►
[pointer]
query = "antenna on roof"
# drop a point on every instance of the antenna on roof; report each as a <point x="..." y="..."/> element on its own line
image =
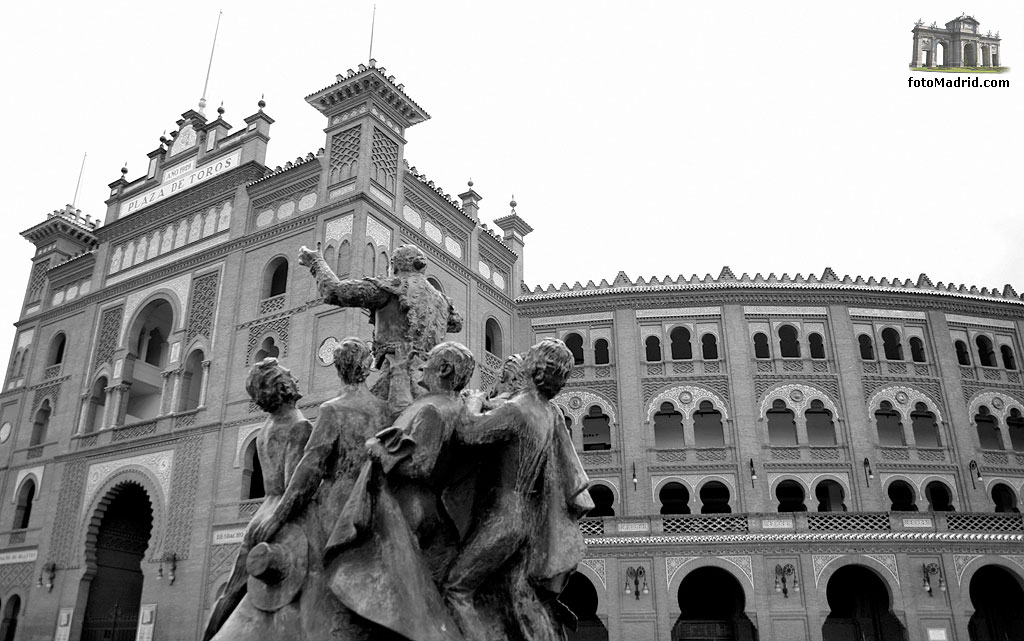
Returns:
<point x="202" y="100"/>
<point x="81" y="170"/>
<point x="373" y="23"/>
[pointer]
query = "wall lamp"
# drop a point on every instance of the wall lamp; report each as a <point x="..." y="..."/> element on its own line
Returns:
<point x="868" y="473"/>
<point x="976" y="473"/>
<point x="933" y="568"/>
<point x="782" y="574"/>
<point x="172" y="560"/>
<point x="49" y="570"/>
<point x="636" y="574"/>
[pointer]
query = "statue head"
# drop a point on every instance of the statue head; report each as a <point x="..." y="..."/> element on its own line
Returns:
<point x="448" y="368"/>
<point x="548" y="365"/>
<point x="408" y="259"/>
<point x="510" y="380"/>
<point x="351" y="359"/>
<point x="271" y="386"/>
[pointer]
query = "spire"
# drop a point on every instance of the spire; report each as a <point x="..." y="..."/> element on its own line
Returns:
<point x="206" y="83"/>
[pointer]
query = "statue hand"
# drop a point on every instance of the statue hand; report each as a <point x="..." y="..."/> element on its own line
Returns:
<point x="264" y="531"/>
<point x="306" y="255"/>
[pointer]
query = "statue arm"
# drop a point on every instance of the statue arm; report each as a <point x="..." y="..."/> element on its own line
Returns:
<point x="367" y="293"/>
<point x="498" y="425"/>
<point x="455" y="318"/>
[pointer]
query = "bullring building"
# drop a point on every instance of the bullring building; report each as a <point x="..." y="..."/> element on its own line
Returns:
<point x="772" y="458"/>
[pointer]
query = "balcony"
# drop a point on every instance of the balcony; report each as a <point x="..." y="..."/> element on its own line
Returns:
<point x="793" y="366"/>
<point x="685" y="368"/>
<point x="897" y="368"/>
<point x="693" y="455"/>
<point x="802" y="522"/>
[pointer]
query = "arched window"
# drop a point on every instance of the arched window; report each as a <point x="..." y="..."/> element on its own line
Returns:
<point x="55" y="355"/>
<point x="675" y="499"/>
<point x="370" y="261"/>
<point x="192" y="381"/>
<point x="715" y="499"/>
<point x="788" y="342"/>
<point x="791" y="497"/>
<point x="820" y="428"/>
<point x="275" y="278"/>
<point x="267" y="348"/>
<point x="574" y="343"/>
<point x="891" y="344"/>
<point x="1004" y="498"/>
<point x="985" y="354"/>
<point x="939" y="497"/>
<point x="493" y="337"/>
<point x="918" y="349"/>
<point x="596" y="430"/>
<point x="761" y="346"/>
<point x="709" y="347"/>
<point x="963" y="355"/>
<point x="1008" y="357"/>
<point x="95" y="407"/>
<point x="652" y="348"/>
<point x="866" y="347"/>
<point x="41" y="424"/>
<point x="988" y="429"/>
<point x="926" y="430"/>
<point x="708" y="426"/>
<point x="345" y="258"/>
<point x="817" y="345"/>
<point x="829" y="496"/>
<point x="668" y="428"/>
<point x="680" y="342"/>
<point x="604" y="501"/>
<point x="901" y="496"/>
<point x="23" y="511"/>
<point x="781" y="426"/>
<point x="887" y="420"/>
<point x="252" y="474"/>
<point x="1015" y="426"/>
<point x="154" y="326"/>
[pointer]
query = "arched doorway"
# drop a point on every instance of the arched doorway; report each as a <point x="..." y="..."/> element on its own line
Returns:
<point x="114" y="554"/>
<point x="581" y="597"/>
<point x="860" y="611"/>
<point x="996" y="596"/>
<point x="8" y="626"/>
<point x="711" y="608"/>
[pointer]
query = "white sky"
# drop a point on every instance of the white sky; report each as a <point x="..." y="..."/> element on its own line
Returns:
<point x="653" y="137"/>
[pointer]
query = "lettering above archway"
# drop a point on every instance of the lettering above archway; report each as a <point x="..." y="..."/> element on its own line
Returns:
<point x="686" y="398"/>
<point x="798" y="397"/>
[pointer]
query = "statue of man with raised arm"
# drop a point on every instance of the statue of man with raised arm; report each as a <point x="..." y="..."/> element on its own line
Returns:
<point x="410" y="315"/>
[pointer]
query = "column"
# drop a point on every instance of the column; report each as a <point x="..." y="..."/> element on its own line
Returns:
<point x="203" y="383"/>
<point x="83" y="416"/>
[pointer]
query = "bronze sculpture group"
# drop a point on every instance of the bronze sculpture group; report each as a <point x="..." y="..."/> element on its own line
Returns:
◄
How many lines of the records contain the word "spire"? Reply with the number alone.

2